● **TEXT**:
^^^^^^^^
AUDIO AND VIDEO SYSTEMS – AUDIO SYSTEMS

AUDIO SYSTEMS

In the present scenario all the publicity and spare spending money was going on videos and computers. But now the video boom is levelling off, for the simple reason that most families which want and can afford a video recorder have one. However, there has always remained a hard core of audio enthusiasts who either like playing with- hi-fi equipment for the sake of it or like listening to music on hi-fi equipment for the better sound quality it offers.

The traditional aim of a hi-fi system is to reproduce recorded or broadcast sound with the highest possible fidelity to the original. Editing and all the high technology tricks available in a recording studio, let the artist create a sound on tape or disc that is wholly artificial, and more perfect than anyone could achieve in live performance. So hi-fi today is concerned with reproducing whatever the artist intended.

ANATOMY OF A HI-FI SYSTEM

The first essential is to have a stereo system. This creates a spread of sound from two loudspeakers, similar to that which we hear naturally with our ears. Virtually all sound reproduction systems are now stereo, but they are not necessarily hi-fi. There are plenty of very hi-fi stereo systems on sale, so do not confuse stereo with hi-fi.

There are two basic approaches to hi-fi. The system can be built up from several separate components, often from different manufacturers; or it can come as a single integrated system in a rack mount or music centre. Both approaches have their good and bad points.

In the late 40’s and early 50’s, a group of inspired enthusiasts made it their mission to optimise each component of the console’s music reproduction system. Usually, this meant keeping those components separate, in order to render music with the highest fidelity to the original source. This was the beginning of what we now call component hi-fi, Fig. 29.1.

Fig. 29.1 Component Hi-Fi system

The advantage of separate components is their flexibility. Different numbers and combinations of components can be assembled into a system, according to the listener’s desire or needs. And as new technology arrives, only the component affected need be upgraded, not the entire system. Within each component type, there is a wide variety of features and performance levels so the listener can pick from whatever is available according to appetite or budget, returning to buy a state-of-art as needs and circumstances change.
^^^^^^^^
● **INSTRUCTIONS TO FOLLOW**: According to the text on audio systems, what is the main advantage of separate hi-fi components?

● **SUPPLIED DATA**:
^^^^^^^^
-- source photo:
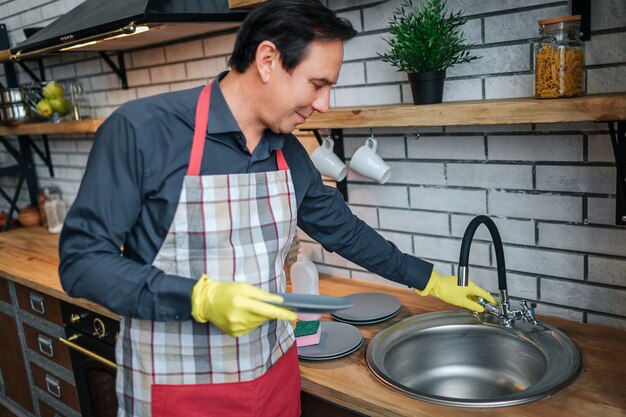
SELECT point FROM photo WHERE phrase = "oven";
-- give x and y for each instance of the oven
(91, 338)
^^^^^^^^
● **TASK SOLUTION**: Their flexibility.